_Available data_.
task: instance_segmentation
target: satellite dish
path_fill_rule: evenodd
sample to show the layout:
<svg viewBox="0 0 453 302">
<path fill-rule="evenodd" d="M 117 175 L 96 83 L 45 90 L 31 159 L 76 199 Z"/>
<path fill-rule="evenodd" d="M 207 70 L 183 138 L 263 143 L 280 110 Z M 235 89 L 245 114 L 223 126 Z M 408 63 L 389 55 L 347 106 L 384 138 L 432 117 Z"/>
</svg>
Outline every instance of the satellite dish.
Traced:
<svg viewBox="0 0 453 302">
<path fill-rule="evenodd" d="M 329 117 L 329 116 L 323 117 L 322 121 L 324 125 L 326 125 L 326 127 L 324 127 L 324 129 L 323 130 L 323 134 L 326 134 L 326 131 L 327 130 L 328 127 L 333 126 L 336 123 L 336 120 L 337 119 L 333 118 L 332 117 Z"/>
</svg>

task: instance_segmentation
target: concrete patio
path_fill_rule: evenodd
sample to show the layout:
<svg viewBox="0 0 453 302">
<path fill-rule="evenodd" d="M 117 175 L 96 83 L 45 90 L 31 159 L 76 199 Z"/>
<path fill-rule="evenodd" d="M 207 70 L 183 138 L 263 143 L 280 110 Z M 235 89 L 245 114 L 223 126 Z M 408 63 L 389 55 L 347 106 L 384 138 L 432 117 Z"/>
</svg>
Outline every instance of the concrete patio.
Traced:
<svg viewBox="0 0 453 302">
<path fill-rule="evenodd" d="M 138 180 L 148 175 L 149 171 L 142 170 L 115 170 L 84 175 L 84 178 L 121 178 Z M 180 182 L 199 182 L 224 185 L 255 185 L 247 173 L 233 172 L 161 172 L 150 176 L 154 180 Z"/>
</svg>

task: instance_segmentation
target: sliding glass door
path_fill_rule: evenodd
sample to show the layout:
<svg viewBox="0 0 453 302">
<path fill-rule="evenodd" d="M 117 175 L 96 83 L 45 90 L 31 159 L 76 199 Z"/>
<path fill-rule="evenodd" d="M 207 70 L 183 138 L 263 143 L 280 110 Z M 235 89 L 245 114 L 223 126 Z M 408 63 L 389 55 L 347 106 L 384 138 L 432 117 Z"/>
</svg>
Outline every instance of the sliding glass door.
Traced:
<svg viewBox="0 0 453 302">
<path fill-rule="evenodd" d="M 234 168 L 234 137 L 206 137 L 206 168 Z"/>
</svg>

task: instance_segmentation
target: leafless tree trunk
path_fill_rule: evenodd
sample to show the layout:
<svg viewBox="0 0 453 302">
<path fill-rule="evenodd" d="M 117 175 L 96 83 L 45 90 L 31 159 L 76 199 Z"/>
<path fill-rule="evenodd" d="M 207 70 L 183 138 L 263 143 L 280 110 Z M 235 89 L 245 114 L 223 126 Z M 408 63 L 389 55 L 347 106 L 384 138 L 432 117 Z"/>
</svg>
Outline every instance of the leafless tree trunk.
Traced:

_What you will do_. Pull out each line from the entries above that contains the string "leafless".

_Response to this task_.
target: leafless tree trunk
Outline every instance of the leafless tree trunk.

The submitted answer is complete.